Things to do:
1) Answer these questions from the forum thread on 8 gauge amp wire below:
(a) In Non_Affiliated's first post, runs under what length does he say should be fine on 8 gauge?
(b) How long does Roadkill say his setup has run that way?
(c) Which two amps did Cause4panic run on his two 8 gauge wires?
2) For each statement, say yes or no according to the forum thread on 8 gauge amp wire below, and quote the words that decide it:
(a) Blue Flame would use 8 gauge wire as the power line.
(b) Non_Affiliated once ran an old school Punch 150 off 8 gauge wire.
(c) Tuba_Transport thinks 8 gauge will be fine for a 300 watt amp.
3) Carry the forum thread on 8 gauge amp wire forward from its final post.

Source extract:
** Begin **
# Is a 8 gauge wire enough to power a 300 watt amp?



## cacho (Feb 27, 2002)

Thanx for the help.


----------



## Blue Flame (May 27, 2001)

*Re: Is a 8 gauge wire enough to power a 300 watt amp? (cacho)*

you mean as your power line? um..........i wouldn't try it


----------



## Non_Affiliated (Feb 12, 2002)

*Re: Is a 8 gauge wire enough to power a 300 watt amp? (cacho)*

Yes and no. It should be fine with runs under 18 or 16 Feet. Over that I would suggest using 6 or 4 Gauge. Heck I ran the old school Punch 150 off of 8 Ga. It was not a problem for those old power hogs.


----------



## Roadkill (May 16, 2001)

*Re: Is a 8 gauge wire enough to power a 300 watt amp? (cacho)*

heck, i'm running two 600w amps and a 400 of of 8 guage wire, been like that for three years never had any problems


----------



## Cause4panic (Jun 18, 2003)

i ran two 8 guage wires to my trunk 
1 running a 800 watt 4 channel sony
1 running a 1000 watt mono sony.
no problems so far, and i cracked my windsheild with the mtx subs lol


----------



## Tuba_Transport (Jul 4, 2000)

*Re: Is a 8 gauge wire enough to power a 300 watt amp? (cacho)*

yup. You'll be fine.


----------



## Non_Affiliated (Feb 12, 2002)

*Re: Is a 8 gauge wire enough to power a 300 watt amp? (Tuba_Transport)*

Ok I have to call it when I see it, but 2 600 Watt amps and a 400 watt amp on a single 8 Gauge wire?
Then a 800 Watt amp on one 8 Ga, wire, then a 1000 Watt amp on one 8 Ga. wire. I'm sorry but most of these amps must be stamped with the power rating on the case of the amp and have the word "Peak or Max" on the amp.
** End **
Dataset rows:
** Begin **
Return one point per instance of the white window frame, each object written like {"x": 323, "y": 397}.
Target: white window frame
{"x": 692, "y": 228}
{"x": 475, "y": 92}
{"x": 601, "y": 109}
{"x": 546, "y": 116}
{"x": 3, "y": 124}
** End **
The responses:
1)
(a) Runs under 18 or 16 feet.
(b) Three years.
(c) An 800 watt 4 channel Sony and a 1000 watt mono Sony.

2)
(a) No: "um..........i wouldn't try it"
(b) Yes: "Heck I ran the old school Punch 150 off of 8 Ga."
(c) Yes: "yup. You'll be fine."

3)
----------



## Cause4panic (Jun 18, 2003)

its no **** bro, yo can usually tell if the maker of the amp is bsing about the power rating by looking at the fuse and its power rating. the 1000 watt sony amp has 3 25amp fusses. and the 800 watt amp has 2 25amp fuses. check what your amp has then go and call me a lier.


----------



## Str8desi84 (Aug 7, 2000)

*Re: (Cause4panic)*


_Quote, originally posted by *Cause4panic* »_its no **** bro, yo can usually tell if the maker of the amp is bsing about the power rating by looking at the fuse and its power rating. the 1000 watt sony amp has 3 25amp fusses. and the 800 watt amp has 2 25amp fuses. check what your amp has then go and call me a lier.

post links to your amps and we'll def call you a liar
i take it you bought these xplod amps?








yea, that's def not pushing 800 watts








_here are the specs_ : 75 watts RMS x 4 at 4 ohms 
100 watts x 4 at 2 ohms 
200 watts x 2 in bridged mode 


_Modified by Str8desi84 at 11:37 PM 9-17-2003_


----------



## BK Industries (Oct 21, 2000)

*Re: (Str8desi84)*

This is for anyone that needs 6GAUGE power wire and we all know that 6GA is very hard to find in car stereo shops. . .I have Ancor marine grade wire, which I run 700w RMS (clean watts) on without any problems. Only 75cents/foot.
IM me here if interested


----------



## Rocco_crossing (Dec 19, 2002)

*Re: (BoneKrusher)*

Not to cross post but is that to small for a battery reloc. to the rear of a rocco ~20 ft.?


----------



## Str8desi84 (Aug 7, 2000)

*Re: (BoneKrusher)*

i still have all that wire laying on the floor..damnit, i gotta finish my audio








i'll chime in and letcha know if my car starts on fire or anything


----------



## Non_Affiliated (Feb 12, 2002)

*Re: (Cause4panic)*


_Quote, originally posted by *Cause4panic* »_its no **** bro, yo can usually tell if the maker of the amp is bsing about the power rating by looking at the fuse and its power rating. the 1000 watt sony amp has 3 25amp fusses. and the 800 watt amp has 2 25amp fuses. check what your amp has then go and call me a lier.

Wow I must have some monsters then cause my 600W amp has a 60A fuse and my 200 Watt amp has a 40A fuse. That must mean that my 600W amps is really almost 1000W and my 200w amp must be more like 600W.








FYI, fuses are not the way to rate amplifier power, fuses are to protect from shorts in the amp, not be the limiting factor to how much power they put out.


----------



## [email protected] (Sep 24, 2000)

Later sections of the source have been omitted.